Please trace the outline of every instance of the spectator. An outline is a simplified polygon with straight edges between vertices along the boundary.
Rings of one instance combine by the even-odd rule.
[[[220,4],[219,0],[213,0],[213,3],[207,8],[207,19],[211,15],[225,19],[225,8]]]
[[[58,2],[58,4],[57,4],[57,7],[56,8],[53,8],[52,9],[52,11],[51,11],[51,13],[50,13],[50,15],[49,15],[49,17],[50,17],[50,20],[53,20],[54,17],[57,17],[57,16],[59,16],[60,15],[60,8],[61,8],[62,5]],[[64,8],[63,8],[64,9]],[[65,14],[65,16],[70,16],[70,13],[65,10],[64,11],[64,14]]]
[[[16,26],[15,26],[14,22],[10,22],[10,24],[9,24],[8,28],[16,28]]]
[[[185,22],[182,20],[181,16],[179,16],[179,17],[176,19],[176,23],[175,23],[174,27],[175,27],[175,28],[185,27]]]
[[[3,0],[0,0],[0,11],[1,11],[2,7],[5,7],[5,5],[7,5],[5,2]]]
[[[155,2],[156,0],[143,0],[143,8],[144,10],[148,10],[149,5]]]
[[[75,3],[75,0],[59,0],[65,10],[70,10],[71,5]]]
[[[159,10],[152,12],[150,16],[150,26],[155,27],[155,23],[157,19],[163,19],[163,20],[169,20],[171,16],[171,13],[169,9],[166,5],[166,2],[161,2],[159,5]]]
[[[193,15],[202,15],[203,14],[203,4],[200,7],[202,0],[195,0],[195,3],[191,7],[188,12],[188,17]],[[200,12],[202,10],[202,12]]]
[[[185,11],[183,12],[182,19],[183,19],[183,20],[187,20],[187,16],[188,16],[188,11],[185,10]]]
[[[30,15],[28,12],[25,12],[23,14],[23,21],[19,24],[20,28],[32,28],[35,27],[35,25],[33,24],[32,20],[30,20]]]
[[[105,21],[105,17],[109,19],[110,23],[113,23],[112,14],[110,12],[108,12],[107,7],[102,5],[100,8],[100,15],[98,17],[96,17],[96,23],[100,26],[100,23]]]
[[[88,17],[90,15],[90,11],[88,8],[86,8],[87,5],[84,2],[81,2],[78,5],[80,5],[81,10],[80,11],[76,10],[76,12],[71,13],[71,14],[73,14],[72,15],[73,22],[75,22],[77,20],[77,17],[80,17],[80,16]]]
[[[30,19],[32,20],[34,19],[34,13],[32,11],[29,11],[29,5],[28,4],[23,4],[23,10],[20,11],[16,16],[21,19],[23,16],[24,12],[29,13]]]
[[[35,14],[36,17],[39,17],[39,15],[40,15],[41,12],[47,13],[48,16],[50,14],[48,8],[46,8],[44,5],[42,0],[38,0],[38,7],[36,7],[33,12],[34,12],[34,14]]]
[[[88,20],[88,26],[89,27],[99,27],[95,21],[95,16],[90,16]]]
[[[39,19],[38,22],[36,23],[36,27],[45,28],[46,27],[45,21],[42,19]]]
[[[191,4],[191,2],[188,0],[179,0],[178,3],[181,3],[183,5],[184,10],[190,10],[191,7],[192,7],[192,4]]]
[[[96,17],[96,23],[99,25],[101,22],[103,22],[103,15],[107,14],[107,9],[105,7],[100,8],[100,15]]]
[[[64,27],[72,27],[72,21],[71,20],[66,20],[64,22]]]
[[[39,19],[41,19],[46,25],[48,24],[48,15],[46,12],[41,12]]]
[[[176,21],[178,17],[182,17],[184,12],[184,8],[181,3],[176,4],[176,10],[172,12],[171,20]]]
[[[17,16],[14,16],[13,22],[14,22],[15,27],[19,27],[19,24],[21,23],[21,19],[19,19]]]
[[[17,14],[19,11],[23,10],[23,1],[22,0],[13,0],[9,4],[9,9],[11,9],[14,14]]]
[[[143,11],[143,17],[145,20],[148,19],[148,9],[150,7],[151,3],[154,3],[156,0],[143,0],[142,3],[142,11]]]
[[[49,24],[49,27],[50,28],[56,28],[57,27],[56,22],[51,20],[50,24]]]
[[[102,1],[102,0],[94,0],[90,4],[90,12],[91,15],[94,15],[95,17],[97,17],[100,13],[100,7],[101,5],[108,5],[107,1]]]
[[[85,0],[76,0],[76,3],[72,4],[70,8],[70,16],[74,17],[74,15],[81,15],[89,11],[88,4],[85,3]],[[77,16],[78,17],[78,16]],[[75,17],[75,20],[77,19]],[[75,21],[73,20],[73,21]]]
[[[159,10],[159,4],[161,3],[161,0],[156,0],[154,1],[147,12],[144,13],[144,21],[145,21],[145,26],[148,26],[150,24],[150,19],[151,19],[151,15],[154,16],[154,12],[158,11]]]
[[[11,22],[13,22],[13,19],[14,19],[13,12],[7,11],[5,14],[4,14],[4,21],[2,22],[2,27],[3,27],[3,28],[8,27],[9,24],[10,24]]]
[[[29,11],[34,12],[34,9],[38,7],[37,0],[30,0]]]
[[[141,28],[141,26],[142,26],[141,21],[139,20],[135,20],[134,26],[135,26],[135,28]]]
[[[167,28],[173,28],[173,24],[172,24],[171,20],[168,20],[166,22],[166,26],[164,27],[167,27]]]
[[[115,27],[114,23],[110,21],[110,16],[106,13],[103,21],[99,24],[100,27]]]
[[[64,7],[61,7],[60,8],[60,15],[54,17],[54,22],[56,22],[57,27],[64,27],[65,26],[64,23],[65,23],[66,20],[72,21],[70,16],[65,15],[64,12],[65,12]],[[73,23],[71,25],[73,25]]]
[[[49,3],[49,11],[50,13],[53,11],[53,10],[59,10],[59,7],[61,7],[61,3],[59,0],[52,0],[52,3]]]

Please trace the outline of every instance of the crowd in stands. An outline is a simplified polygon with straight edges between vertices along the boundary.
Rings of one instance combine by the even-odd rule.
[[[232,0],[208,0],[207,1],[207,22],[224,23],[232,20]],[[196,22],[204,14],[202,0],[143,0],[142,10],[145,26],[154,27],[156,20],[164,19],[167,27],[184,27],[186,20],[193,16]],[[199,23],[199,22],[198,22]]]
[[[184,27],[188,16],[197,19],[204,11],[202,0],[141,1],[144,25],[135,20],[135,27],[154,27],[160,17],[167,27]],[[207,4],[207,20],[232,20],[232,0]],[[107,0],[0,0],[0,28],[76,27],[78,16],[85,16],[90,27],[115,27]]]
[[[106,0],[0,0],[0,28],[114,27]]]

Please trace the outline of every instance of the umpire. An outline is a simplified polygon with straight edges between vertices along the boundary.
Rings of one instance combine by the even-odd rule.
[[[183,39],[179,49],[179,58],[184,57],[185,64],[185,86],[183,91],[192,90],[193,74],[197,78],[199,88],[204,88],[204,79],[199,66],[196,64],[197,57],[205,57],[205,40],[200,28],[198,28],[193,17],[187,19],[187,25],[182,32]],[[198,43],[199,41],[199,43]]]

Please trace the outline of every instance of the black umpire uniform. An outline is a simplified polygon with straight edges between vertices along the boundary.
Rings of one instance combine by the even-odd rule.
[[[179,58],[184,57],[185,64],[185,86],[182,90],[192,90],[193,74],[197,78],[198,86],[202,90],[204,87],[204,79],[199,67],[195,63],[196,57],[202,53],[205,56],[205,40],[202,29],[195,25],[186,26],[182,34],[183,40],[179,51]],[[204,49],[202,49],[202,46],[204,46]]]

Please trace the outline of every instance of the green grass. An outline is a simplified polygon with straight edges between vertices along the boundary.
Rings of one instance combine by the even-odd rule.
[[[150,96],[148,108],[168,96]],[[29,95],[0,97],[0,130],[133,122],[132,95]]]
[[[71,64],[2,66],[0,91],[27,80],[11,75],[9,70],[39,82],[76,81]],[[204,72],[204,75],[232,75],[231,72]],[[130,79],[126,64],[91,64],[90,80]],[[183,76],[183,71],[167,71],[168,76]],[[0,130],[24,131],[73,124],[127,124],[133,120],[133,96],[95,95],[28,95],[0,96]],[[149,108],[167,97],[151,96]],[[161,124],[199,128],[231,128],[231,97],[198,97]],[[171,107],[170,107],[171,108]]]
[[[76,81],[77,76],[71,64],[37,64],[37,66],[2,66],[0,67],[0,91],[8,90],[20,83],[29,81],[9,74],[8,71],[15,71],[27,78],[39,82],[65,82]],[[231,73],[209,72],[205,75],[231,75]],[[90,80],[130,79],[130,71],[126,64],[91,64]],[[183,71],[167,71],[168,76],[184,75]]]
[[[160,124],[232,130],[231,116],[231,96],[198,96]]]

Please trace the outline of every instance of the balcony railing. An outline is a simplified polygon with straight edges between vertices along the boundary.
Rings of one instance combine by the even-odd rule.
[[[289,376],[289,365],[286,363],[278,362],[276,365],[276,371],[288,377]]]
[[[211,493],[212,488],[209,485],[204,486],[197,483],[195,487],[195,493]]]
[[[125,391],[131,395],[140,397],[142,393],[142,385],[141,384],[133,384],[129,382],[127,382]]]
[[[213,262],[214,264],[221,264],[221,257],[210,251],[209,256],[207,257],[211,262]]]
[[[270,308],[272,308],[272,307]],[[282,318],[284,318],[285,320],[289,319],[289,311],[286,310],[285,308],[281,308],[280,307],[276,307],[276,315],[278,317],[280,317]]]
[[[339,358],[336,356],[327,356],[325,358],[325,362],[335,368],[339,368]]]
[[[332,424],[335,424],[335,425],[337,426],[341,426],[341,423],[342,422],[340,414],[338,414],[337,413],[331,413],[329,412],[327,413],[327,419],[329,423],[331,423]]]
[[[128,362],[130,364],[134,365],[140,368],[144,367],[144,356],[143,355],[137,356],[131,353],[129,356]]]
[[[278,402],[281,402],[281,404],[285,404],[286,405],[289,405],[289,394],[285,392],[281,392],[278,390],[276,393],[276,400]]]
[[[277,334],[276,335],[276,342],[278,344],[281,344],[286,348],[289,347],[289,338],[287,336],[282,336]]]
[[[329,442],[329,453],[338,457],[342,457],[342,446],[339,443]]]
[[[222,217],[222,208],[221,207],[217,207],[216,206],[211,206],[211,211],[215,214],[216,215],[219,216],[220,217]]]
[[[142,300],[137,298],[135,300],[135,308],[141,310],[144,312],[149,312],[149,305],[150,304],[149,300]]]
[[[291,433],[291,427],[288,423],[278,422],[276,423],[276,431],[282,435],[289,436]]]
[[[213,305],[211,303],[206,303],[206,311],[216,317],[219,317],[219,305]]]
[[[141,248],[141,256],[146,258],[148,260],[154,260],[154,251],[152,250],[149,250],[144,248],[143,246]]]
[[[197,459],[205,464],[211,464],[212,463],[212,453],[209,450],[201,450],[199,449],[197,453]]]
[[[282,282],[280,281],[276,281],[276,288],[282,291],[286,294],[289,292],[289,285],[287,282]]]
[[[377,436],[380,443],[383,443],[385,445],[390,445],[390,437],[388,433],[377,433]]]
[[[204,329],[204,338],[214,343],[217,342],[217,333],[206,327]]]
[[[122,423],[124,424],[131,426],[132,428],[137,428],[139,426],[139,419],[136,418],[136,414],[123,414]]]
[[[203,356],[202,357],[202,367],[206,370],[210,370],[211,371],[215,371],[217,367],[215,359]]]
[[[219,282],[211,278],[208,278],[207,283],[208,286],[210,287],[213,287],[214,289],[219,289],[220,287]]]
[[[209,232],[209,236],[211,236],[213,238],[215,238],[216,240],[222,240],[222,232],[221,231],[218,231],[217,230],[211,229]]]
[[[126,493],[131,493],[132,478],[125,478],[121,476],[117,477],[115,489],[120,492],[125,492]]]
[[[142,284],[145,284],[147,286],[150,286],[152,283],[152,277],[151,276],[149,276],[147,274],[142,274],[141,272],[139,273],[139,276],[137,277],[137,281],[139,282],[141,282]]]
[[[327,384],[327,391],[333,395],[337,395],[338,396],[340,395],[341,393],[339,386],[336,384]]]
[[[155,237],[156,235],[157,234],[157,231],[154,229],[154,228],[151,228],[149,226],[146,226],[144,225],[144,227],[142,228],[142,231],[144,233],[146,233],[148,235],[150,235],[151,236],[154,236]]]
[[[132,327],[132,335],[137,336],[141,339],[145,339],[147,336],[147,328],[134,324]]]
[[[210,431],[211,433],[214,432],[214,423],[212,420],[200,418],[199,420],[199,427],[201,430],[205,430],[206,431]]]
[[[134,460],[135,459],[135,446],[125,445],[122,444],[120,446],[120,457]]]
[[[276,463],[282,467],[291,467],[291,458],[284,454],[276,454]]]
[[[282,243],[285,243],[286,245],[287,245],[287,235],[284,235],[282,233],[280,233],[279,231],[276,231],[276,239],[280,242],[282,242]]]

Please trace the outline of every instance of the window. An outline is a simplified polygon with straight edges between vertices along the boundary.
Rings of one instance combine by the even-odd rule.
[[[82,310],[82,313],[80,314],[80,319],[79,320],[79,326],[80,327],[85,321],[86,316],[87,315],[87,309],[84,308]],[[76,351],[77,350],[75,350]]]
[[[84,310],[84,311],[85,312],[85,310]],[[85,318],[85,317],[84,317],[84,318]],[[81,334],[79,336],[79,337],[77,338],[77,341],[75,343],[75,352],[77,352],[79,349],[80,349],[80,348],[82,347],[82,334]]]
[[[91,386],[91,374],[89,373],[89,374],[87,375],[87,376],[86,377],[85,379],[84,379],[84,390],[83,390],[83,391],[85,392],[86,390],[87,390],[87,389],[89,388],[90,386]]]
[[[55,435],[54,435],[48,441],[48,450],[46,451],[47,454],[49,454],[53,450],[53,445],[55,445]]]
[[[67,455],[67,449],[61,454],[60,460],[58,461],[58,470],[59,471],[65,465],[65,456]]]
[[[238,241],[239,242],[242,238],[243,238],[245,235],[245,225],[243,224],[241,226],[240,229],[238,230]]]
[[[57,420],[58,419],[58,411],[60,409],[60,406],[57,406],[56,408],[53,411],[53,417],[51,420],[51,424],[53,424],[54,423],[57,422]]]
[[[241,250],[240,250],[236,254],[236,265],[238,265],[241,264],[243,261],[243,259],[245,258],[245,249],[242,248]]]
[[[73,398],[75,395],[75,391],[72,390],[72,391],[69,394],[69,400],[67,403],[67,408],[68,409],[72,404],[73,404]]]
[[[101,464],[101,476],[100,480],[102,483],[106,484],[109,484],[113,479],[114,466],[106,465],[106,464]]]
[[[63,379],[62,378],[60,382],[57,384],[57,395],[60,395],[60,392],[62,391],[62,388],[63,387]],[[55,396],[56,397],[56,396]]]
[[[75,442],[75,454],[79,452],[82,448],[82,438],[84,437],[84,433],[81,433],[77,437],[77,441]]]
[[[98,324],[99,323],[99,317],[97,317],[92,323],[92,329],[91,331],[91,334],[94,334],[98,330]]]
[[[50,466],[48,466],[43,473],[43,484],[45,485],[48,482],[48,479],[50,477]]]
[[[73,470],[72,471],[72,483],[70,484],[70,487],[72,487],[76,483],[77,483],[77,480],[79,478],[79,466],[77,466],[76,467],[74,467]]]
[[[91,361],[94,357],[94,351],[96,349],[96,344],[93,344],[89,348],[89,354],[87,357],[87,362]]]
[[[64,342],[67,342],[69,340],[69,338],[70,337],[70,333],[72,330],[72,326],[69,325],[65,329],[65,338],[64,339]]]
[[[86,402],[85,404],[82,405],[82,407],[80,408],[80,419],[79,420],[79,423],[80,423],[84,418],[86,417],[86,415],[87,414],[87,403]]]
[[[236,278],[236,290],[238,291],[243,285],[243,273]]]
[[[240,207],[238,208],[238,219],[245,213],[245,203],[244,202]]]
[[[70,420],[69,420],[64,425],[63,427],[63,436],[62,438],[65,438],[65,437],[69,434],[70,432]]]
○ ○ ○ ○ ○
Find every row above that contains the word "between" and copy each one out in full.

> _Task solution_:
Please trace the outline of every instance of the spectator. An outline is a simplified polygon with straight edges between vertices along the boundary.
Please trace the outline of every instance of the crowd in stands. An outline is a simplified polygon with straight edges between vertices along the boundary.
Please trace the outline of every instance of the umpire. An outline is a simplified polygon with straight edges between vertices along the boundary.
Please trace the outline of every instance of the black umpire uniform. An outline is a simplified polygon with straight edges between vertices along the boundary.
Please trace the outline of every instance of the green grass. An outline is a simplified polygon with straight edges between vertices along the boundary.
Please trace the outline of every instance of the balcony railing. An outline is a simplified polygon with straight edges between vertices along the boundary.
Please trace the outline of every instance of the window. An outline is a simplified polygon with straight edges between vertices along the boundary.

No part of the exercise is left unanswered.